What this task involves - Print the records below verbatim, line for line, and omit the pictures.

Data for processing -
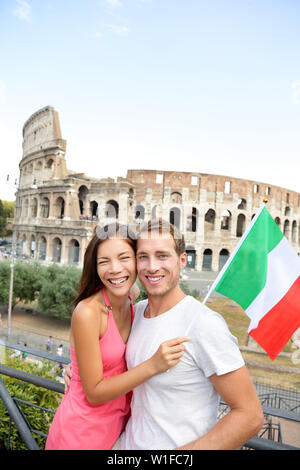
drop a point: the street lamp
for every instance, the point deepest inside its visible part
(12, 265)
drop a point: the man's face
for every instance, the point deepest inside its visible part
(158, 264)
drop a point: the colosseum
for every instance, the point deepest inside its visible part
(57, 210)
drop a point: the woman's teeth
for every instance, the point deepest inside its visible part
(155, 279)
(117, 282)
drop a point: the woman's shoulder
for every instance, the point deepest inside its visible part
(90, 308)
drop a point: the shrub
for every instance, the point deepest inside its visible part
(39, 420)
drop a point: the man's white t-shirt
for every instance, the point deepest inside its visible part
(178, 406)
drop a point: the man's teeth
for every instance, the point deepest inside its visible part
(119, 281)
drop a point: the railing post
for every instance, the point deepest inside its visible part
(18, 419)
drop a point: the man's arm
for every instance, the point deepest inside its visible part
(243, 421)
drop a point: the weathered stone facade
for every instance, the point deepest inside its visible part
(56, 210)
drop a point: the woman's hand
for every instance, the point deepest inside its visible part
(168, 354)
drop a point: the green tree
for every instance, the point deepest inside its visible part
(27, 282)
(58, 290)
(38, 419)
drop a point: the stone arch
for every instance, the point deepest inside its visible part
(73, 251)
(242, 204)
(192, 221)
(176, 197)
(294, 231)
(207, 260)
(42, 248)
(94, 209)
(82, 198)
(34, 207)
(286, 228)
(174, 217)
(241, 225)
(112, 209)
(226, 220)
(209, 220)
(139, 212)
(32, 246)
(59, 208)
(56, 250)
(45, 208)
(223, 257)
(26, 208)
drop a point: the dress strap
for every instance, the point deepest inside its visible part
(107, 303)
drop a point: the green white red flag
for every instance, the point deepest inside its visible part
(262, 275)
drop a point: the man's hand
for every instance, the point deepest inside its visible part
(67, 376)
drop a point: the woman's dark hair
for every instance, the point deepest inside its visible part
(90, 281)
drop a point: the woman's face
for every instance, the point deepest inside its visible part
(116, 265)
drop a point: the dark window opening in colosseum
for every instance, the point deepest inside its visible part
(294, 232)
(225, 220)
(175, 217)
(241, 224)
(176, 198)
(139, 213)
(82, 197)
(190, 258)
(223, 257)
(242, 204)
(26, 208)
(207, 260)
(286, 228)
(43, 248)
(32, 246)
(112, 209)
(159, 178)
(227, 187)
(56, 250)
(59, 208)
(45, 208)
(94, 209)
(73, 251)
(34, 208)
(192, 221)
(210, 220)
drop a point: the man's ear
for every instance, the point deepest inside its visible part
(183, 260)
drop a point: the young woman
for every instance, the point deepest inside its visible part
(96, 405)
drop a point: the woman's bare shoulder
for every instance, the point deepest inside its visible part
(90, 308)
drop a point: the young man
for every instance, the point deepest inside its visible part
(178, 409)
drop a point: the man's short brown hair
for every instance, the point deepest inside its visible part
(162, 226)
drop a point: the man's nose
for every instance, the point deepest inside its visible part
(153, 265)
(115, 266)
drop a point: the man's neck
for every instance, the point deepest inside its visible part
(158, 304)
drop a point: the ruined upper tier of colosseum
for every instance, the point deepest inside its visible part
(57, 210)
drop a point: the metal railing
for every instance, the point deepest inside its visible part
(25, 429)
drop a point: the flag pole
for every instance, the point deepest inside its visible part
(216, 281)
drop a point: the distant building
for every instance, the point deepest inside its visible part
(57, 210)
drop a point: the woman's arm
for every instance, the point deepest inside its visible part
(85, 328)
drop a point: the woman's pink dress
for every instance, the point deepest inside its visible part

Exercise solution -
drop a point: the street lamp
for every instance, the point deepest inside its visible part
(12, 265)
drop a point: the man's face
for every instance, the point deepest inside its visible part
(158, 264)
drop a point: the colosseum
for every instance, the point deepest inside its visible part
(57, 210)
drop a point: the woman's teeth
for every instance, the point deepest inside its visible part
(155, 279)
(117, 282)
drop a point: the woman's shoulder
for every instance, the point deepest inside its visible part
(90, 308)
drop a point: the shrub
for every instance, the point deepest inside its visible part
(39, 420)
drop a point: the man's white t-shirt
for every instance, the point deepest inside its visible part
(178, 406)
drop a point: the man's teeth
for every instance, the point deepest inside its visible part
(119, 281)
drop a point: the railing post
for every instance, the point deepest inside its visible part
(18, 419)
drop a point: the man's arm
for every instance, the point deepest inside its visible part
(243, 421)
drop a point: the weathered stone facade
for every instance, the point deepest inside its visible part
(56, 210)
drop a point: the woman's hand
for every instance, the point deepest inside its visible part
(168, 354)
drop a point: the green tree
for every instance, the point deepest inside its visible part
(27, 282)
(58, 290)
(38, 419)
drop a point: the stone arch
for every instance, the point deepest inside its visible part
(73, 251)
(242, 204)
(192, 221)
(176, 197)
(294, 231)
(207, 260)
(42, 248)
(94, 209)
(82, 198)
(34, 207)
(286, 228)
(174, 217)
(241, 225)
(112, 209)
(226, 220)
(209, 220)
(139, 212)
(32, 246)
(59, 208)
(56, 250)
(45, 208)
(223, 257)
(26, 208)
drop a point: the dress strap
for every instance, the point deepest inside its visible part
(107, 303)
drop a point: the green white red flag
for every instance, the point deepest inside its visible part
(262, 275)
drop a point: the man's hand
for every instance, the point deepest inside its visible part
(67, 376)
drop a point: the woman's dark hair
for every instance, the point deepest inside its visible part
(90, 281)
drop a point: the woman's face
for every instance, the point deepest inside its visible part
(116, 265)
drop a point: the dark window opening in colosseum
for every instance, the point deepest inside its visible part
(294, 232)
(225, 220)
(175, 217)
(241, 224)
(176, 198)
(139, 213)
(82, 197)
(190, 258)
(223, 257)
(242, 204)
(26, 208)
(207, 260)
(286, 228)
(43, 248)
(32, 246)
(112, 209)
(159, 178)
(227, 187)
(56, 250)
(59, 208)
(45, 208)
(94, 209)
(73, 251)
(34, 208)
(192, 221)
(210, 220)
drop a point: the man's ear
for every instance, the point deepest inside its visible part
(183, 260)
drop a point: the young woman
for every instance, the point deepest inside its visible part
(96, 405)
drop a point: the woman's bare shoulder
for every instance, the point deepest inside its visible part
(90, 308)
drop a point: the young man
for every instance, the point deepest inside its visible part
(178, 409)
drop a point: the man's short brown hair
for every instance, the point deepest inside its visible part
(162, 226)
drop a point: the man's nose
for every instance, the point deepest inside its visible part
(153, 265)
(115, 266)
drop a point: the man's neck
for every instance, the point deepest inside its visible part
(158, 304)
drop a point: the ruined upper tier of colosseum
for every instance, the point deepest inside its visible part
(57, 210)
drop a point: the metal railing
for every instance, the point deepest inside its visible part
(25, 429)
drop a point: the flag pole
for every instance, the point deepest inside its visible part
(216, 281)
drop a point: the distant building
for every instance, the point deepest inside its visible part
(57, 210)
drop a point: the woman's arm
for every instance, the point deepest inside its visible part
(85, 328)
drop a point: the woman's pink dress
for every instance, the point deepest inside its visible part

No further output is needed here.